Edward Garboczi, Ann Debay, Orion Kafka, Newell Moser, Douglas Rickman, Ryan Wilkerson

Abstract

Lunar regolith simulants are manufactured in order to provide a higher volume, much less expensive and more available source of material, compared to real lunar regolith material, upon which to test various instruments and machines that are being designed to operate on the lunar surface. There are many sources of these materials. However, the three-dimensional (3D) shape of these materials has been rarely characterized and compared to each other and to real lunar regolith material. The focus of this paper is to provide 3D shape and size distribution of 17 different simulants, use this data to compare these materials against each other, and provide this data in a NIST database. Over 1.1M particles are in this database, with their 3D shape stored as STL files. With the recent publication of 3D characterizations of lunar regolith material from the Apollo 11 and Apollo 14 missions, these characterizations can also be compared to equivalent data for the real lunar regolith material. Both mare and highland simulants are studied using graphical comparisons as well as size and shape figure of merit analysis.

----

AIM 1: Quote the author list and abstract on lunar regolith simulants in full, word for word.

----

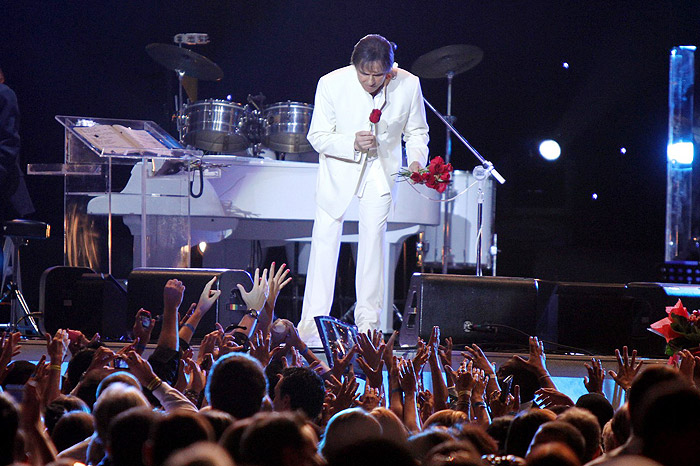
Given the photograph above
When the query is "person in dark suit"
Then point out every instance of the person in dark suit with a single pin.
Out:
(14, 196)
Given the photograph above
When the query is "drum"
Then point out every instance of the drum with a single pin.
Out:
(286, 125)
(215, 125)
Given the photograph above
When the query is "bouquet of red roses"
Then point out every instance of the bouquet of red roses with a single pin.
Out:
(437, 176)
(681, 328)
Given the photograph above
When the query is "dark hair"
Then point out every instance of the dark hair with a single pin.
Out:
(373, 48)
(522, 429)
(586, 423)
(60, 406)
(598, 405)
(305, 388)
(236, 385)
(72, 428)
(127, 433)
(176, 431)
(9, 423)
(268, 439)
(562, 432)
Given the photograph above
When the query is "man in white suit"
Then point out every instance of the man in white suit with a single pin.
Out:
(358, 156)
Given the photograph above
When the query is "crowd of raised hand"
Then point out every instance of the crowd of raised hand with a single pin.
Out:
(264, 398)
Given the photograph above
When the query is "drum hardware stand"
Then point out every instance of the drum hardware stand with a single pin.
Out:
(17, 234)
(486, 168)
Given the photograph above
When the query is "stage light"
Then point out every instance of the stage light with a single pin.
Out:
(549, 149)
(681, 153)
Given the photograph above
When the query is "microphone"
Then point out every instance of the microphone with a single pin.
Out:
(484, 328)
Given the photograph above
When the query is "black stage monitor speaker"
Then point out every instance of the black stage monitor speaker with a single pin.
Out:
(496, 312)
(146, 291)
(79, 299)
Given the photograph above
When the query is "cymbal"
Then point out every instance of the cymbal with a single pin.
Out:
(180, 59)
(454, 59)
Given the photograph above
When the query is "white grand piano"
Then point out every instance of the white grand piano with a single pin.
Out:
(255, 199)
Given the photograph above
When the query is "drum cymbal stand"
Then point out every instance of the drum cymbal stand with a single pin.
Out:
(486, 166)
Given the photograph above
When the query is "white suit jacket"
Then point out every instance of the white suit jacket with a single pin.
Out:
(342, 108)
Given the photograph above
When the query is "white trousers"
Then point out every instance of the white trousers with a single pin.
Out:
(374, 206)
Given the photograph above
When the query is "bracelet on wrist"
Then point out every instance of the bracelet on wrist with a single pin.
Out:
(155, 383)
(189, 326)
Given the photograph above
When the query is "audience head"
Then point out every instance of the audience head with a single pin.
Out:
(498, 430)
(236, 385)
(587, 425)
(598, 405)
(560, 432)
(421, 443)
(522, 429)
(392, 427)
(552, 454)
(175, 431)
(278, 439)
(454, 452)
(481, 440)
(9, 424)
(73, 427)
(670, 426)
(219, 420)
(300, 388)
(115, 399)
(446, 418)
(60, 406)
(643, 384)
(127, 434)
(347, 427)
(201, 454)
(372, 452)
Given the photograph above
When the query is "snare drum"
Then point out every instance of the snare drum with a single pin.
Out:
(215, 125)
(286, 125)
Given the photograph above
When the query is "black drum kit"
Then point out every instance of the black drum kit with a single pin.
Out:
(226, 127)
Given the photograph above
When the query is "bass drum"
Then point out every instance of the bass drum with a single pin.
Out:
(215, 125)
(286, 125)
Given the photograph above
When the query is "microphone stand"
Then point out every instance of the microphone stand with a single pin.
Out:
(484, 171)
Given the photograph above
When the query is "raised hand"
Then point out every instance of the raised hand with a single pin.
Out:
(445, 352)
(371, 352)
(256, 297)
(278, 280)
(548, 397)
(143, 332)
(374, 374)
(627, 370)
(596, 375)
(172, 294)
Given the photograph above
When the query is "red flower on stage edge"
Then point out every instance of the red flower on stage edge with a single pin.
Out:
(436, 176)
(680, 328)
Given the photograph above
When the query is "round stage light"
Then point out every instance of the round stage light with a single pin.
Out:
(550, 150)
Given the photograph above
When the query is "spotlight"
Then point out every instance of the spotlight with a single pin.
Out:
(681, 153)
(550, 150)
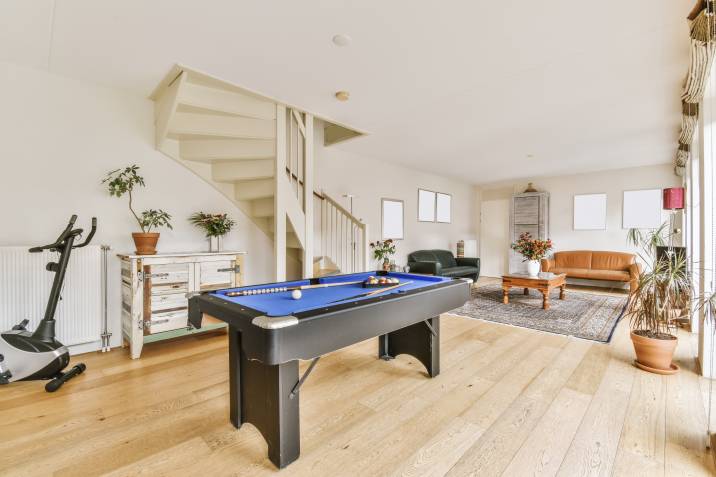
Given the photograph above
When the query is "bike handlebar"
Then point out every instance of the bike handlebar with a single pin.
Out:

----

AIM 2: How many lines in the rows contain the string "bike"? Reply with the number alone.

WRITTEN ANSWER 1:
Edward Garboczi, Ann Debay, Orion Kafka, Newell Moser, Douglas Rickman, Ryan Wilkerson

Abstract

Lunar regolith simulants are manufactured in order to provide a higher volume, much less expensive and more available source of material, compared to real lunar regolith material, upon which to test various instruments and machines that are being designed to operate on the lunar surface. There are many sources of these materials. However, the three-dimensional (3D) shape of these materials has been rarely characterized and compared to each other and to real lunar regolith material. The focus of this paper is to provide 3D shape and size distribution of 17 different simulants, use this data to compare these materials against each other, and provide this data in a NIST database. Over 1.1M particles are in this database, with their 3D shape stored as STL files. With the recent publication of 3D characterizations of lunar regolith material from the Apollo 11 and Apollo 14 missions, these characterizations can also be compared to equivalent data for the real lunar regolith material. Both mare and highland simulants are studied using graphical comparisons as well as size and shape figure of merit analysis.

WRITTEN ANSWER 2: 2